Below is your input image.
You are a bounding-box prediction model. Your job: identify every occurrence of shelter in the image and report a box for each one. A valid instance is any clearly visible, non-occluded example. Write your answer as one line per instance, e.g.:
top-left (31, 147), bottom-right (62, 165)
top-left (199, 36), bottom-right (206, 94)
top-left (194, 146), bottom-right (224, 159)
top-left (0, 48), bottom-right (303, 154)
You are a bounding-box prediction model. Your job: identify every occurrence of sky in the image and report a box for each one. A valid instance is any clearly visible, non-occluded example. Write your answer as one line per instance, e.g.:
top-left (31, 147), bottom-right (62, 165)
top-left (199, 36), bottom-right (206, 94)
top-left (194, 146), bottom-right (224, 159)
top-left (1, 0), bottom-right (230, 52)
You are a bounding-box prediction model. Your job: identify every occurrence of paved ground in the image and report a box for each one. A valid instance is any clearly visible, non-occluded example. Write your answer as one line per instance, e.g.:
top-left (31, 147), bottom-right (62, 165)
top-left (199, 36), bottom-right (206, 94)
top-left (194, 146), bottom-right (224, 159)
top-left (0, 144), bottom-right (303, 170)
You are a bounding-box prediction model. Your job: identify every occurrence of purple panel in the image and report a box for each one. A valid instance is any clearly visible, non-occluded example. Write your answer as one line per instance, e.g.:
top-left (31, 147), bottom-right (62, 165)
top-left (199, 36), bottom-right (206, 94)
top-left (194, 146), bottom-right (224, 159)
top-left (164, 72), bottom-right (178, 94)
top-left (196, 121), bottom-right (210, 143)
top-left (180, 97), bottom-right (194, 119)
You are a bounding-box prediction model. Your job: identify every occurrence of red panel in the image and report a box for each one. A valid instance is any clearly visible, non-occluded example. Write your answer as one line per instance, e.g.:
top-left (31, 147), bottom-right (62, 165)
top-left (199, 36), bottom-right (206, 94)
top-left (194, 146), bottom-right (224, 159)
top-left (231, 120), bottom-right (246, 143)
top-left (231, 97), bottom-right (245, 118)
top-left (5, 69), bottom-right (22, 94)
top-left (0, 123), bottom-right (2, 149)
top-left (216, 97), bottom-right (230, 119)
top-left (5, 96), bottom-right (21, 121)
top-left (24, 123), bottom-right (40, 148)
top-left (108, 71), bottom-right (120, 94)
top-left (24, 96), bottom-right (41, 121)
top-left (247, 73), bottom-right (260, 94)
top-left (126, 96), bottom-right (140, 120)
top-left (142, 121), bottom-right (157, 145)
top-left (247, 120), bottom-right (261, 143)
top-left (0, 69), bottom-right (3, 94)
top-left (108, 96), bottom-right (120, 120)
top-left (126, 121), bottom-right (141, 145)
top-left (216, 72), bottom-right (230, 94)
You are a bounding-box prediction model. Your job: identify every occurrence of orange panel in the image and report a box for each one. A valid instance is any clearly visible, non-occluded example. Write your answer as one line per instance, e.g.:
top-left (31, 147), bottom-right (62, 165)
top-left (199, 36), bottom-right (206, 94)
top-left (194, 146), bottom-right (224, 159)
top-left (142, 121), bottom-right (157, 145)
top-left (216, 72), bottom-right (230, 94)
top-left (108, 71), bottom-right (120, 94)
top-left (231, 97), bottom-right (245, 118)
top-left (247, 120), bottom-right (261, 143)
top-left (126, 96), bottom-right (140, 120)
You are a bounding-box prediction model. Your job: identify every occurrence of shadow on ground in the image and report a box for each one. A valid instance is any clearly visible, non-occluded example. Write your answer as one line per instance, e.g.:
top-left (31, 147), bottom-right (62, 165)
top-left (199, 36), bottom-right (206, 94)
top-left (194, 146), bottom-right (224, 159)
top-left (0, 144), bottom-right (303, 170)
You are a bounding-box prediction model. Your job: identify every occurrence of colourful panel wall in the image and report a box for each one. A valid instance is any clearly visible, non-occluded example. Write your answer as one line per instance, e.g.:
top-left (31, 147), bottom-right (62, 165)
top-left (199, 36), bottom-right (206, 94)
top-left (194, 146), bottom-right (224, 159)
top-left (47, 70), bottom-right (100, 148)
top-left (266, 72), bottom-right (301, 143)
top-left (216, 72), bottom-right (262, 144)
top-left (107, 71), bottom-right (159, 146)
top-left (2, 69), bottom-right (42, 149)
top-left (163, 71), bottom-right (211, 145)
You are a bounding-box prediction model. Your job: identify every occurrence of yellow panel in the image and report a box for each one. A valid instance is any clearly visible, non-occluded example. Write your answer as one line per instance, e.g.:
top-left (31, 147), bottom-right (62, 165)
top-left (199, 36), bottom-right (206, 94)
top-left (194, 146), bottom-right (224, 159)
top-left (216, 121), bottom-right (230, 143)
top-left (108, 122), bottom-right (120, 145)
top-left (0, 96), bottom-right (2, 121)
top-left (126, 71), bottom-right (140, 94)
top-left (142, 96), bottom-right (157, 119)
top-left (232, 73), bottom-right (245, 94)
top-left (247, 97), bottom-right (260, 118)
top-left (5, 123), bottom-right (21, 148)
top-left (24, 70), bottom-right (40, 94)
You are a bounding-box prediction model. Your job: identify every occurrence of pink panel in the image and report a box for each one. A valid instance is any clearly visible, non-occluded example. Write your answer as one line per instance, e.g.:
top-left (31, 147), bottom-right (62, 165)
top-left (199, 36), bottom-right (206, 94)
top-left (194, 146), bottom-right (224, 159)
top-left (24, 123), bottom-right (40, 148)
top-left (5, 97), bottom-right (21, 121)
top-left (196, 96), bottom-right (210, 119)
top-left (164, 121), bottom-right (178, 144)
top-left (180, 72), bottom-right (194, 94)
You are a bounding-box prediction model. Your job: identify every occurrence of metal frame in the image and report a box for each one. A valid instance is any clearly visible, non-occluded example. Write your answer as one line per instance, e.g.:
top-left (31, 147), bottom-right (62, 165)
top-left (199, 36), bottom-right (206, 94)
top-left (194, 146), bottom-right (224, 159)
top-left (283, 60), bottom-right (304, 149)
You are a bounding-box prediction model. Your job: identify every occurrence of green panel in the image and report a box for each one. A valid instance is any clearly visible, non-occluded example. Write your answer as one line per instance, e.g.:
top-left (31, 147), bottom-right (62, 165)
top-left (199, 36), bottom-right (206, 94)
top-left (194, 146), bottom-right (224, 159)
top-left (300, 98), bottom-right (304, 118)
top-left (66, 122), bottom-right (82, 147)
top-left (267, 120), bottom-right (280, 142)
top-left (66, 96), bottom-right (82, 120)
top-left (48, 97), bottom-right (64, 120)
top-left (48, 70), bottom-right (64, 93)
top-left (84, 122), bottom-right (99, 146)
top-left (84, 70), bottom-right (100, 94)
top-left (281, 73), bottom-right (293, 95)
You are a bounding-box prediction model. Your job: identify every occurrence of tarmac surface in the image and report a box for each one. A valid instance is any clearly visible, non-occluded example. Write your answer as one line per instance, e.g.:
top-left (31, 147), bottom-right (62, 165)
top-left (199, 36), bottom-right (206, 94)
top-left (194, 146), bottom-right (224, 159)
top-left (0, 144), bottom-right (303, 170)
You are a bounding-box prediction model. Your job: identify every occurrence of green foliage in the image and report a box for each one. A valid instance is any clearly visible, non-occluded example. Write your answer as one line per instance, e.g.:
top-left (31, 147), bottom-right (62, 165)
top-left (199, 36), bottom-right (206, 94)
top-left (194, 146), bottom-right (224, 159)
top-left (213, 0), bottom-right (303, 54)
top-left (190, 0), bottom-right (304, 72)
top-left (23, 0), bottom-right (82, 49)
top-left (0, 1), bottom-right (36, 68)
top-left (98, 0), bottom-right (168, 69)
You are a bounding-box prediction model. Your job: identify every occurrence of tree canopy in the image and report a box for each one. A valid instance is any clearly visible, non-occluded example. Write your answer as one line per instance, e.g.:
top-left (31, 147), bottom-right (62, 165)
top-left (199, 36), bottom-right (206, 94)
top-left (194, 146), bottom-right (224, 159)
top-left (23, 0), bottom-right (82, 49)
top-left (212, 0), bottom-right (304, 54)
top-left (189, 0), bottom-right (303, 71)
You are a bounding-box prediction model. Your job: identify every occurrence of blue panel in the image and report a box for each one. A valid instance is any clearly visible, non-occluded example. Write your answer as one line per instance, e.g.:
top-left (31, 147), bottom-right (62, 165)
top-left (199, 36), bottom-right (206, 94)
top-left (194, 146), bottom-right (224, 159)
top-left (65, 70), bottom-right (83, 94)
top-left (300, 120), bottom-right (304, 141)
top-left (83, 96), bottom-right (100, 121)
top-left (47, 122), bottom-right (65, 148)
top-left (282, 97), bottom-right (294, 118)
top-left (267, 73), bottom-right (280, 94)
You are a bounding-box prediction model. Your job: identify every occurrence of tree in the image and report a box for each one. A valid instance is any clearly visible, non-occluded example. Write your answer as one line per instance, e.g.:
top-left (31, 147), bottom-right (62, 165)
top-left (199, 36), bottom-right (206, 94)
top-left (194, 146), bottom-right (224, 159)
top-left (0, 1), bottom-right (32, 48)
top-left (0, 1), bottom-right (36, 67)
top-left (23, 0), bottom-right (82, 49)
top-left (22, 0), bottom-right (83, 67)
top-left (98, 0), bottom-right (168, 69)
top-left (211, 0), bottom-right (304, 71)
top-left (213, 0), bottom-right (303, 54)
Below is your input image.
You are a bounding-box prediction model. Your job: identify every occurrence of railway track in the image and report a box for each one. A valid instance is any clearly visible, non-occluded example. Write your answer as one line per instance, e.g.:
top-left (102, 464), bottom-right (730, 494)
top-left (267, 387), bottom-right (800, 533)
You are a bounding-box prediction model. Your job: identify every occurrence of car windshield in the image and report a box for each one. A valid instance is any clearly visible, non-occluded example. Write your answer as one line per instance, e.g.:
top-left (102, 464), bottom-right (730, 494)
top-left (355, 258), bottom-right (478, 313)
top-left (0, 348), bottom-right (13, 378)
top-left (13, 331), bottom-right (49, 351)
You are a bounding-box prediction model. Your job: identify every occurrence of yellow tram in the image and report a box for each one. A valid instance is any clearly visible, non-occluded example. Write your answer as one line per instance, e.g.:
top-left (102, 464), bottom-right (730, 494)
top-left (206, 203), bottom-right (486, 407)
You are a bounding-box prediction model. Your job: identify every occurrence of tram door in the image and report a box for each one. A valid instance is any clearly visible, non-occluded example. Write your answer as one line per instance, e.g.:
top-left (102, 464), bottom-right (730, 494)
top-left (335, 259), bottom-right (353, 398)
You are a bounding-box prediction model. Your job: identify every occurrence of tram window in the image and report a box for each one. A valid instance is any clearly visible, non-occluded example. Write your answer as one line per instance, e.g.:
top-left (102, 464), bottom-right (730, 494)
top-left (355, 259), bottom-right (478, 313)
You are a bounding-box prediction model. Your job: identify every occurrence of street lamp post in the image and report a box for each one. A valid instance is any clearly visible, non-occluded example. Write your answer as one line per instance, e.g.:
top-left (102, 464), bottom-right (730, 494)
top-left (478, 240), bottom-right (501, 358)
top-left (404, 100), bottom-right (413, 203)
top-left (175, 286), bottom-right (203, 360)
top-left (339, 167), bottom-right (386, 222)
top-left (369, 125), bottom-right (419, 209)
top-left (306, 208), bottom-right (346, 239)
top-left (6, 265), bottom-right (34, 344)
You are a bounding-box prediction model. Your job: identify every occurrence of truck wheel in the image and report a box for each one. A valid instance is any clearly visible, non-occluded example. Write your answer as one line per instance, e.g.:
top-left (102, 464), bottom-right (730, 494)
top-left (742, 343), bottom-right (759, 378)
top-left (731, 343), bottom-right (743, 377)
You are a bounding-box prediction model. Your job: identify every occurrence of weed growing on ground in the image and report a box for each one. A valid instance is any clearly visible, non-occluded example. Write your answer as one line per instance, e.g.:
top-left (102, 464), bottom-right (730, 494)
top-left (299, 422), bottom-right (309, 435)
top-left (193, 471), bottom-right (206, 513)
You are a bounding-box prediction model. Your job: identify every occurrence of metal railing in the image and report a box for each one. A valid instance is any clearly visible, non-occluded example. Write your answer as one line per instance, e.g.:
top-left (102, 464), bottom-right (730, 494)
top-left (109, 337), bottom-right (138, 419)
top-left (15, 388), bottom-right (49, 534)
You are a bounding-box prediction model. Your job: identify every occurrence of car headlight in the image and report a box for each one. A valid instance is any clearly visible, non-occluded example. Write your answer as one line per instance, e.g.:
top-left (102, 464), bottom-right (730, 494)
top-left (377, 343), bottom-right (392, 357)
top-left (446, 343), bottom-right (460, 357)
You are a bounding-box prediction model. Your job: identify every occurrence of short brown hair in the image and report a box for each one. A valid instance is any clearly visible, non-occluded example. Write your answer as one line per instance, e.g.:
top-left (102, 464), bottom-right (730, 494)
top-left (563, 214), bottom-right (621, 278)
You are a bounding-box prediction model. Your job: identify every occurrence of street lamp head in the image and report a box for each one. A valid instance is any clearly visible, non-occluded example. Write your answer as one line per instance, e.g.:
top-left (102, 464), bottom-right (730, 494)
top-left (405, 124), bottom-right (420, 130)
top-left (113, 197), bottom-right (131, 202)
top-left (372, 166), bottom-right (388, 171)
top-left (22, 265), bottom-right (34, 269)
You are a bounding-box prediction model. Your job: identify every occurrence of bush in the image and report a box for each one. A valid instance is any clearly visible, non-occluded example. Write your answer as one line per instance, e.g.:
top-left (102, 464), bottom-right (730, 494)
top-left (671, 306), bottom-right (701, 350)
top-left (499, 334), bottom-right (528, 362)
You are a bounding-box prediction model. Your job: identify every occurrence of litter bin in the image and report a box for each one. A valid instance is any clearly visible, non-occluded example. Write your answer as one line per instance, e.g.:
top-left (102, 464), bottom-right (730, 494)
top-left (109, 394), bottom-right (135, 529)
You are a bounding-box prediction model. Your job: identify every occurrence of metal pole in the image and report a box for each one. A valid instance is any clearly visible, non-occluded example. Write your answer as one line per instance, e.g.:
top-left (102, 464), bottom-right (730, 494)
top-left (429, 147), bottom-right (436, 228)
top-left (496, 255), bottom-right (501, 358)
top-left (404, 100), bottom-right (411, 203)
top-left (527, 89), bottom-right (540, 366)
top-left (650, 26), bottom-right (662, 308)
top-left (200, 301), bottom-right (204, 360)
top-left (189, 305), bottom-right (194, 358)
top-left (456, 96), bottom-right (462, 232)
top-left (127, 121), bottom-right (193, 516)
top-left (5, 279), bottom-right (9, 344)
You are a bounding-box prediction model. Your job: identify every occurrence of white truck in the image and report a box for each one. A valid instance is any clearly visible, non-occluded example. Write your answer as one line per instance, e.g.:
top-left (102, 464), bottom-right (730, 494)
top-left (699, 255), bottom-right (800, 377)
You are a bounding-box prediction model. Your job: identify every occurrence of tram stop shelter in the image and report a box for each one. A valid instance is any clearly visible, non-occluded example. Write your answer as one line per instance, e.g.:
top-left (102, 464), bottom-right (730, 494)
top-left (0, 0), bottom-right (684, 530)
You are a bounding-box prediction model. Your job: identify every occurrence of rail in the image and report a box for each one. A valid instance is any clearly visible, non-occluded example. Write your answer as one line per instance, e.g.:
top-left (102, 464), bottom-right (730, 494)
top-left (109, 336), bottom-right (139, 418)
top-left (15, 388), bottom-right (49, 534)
========
■ What you should do
Where the word "tram" shows up in a line of the entries above, copy that line.

■ Result of this exercise
You are a bounding-box prediction model. Your job: identify every occurrence of yellow tram in the image and report a box for each one. A valid instance is any clearly visible, non-occluded example. Write your answer as one line per instance, e.g.:
You are a bounding-box prediction model. Your job: identify every occurrence of tram door in the image and report a box for each one. A valid instance is any clearly visible, non-occluded example. Write your answer as one line per instance, e.g.:
You are a bounding-box prediction model. Your job: identify every occurrence of tram window in the image and report a box for each one. A valid instance is any clearly visible, non-occluded example. Write your answer as one line per instance, e.g.:
You are a bounding-box prediction model. Your job: identify every occurrence of tram stop shelter in the image and report a box for each one. A valid instance is any clearly visible, non-occluded example. Write your answer as one line per instance, e.g.:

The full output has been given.